The Bike Touring Survival Guide is an e-format book written by Friedel and Andrew Grant. The Grants are the couple behind the Travellingtwo web site: Displaced Canadians, they have some 60K km under their wheels and this rich, personal experience really shines through in this book.
I’ll make no bones about it, I really admire this book. It strikes a great balance between providing hard detail and a nice, light touch with the writing.
Several secrets contribute to this success. Firstly, through their web site the Grants have been able to enlist contributions from 50 ‘collaborators’ to the work, each of whom has added ideas and examples born of their personal experience. As a result the detailed advice offered has the feel of ‘case-hardened’ or ‘tried and tested’ information – gathered from direct, personal experience rather than web-surfing or book reading.
Secondly, the authors adopt a question-driven structure for the book: this brings two benefits. The questions have an authentic ring to them and so convince the reader of their relevance. Along with the electronic format, the questions also help the reader to dip in and out of the text at will, so ensuring it works as a reference text – as well as a good read from cover to cover.
• • •
[PROBLEMS TO SOLVE]:
(a) From the book review, rewrite the passage starting at "The Bike Touring" and ending at "in this book.", substituting "Expatriate Canadians" for "Displaced Canadians".
(b) According to the book review, how many collaborators did the Grants enlist through their web site?

[EXTRACTED DATA]:
• • •
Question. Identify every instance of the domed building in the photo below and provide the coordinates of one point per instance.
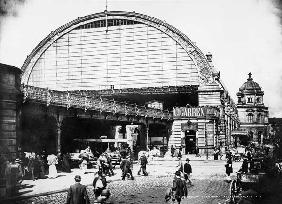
(127, 77)
(252, 112)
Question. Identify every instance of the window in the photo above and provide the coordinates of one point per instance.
(250, 118)
(250, 100)
(258, 100)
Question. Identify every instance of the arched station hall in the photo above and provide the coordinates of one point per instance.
(121, 60)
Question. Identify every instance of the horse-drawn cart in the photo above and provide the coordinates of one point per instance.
(260, 181)
(245, 186)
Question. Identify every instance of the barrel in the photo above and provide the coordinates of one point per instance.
(10, 100)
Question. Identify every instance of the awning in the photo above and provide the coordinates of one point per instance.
(101, 140)
(239, 133)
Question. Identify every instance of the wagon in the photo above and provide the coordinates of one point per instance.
(247, 184)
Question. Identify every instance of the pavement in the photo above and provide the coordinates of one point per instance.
(156, 167)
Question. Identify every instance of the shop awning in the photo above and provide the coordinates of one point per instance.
• • •
[OUTPUTS]:
(a)
The Bike Touring Survival Guide is an e-format book written by Friedel and Andrew Grant. The Grants are the couple behind the Travellingtwo web site: Expatriate Canadians, they have some 60K km under their wheels and this rich, personal experience really shines through in this book.

(b) 50 collaborators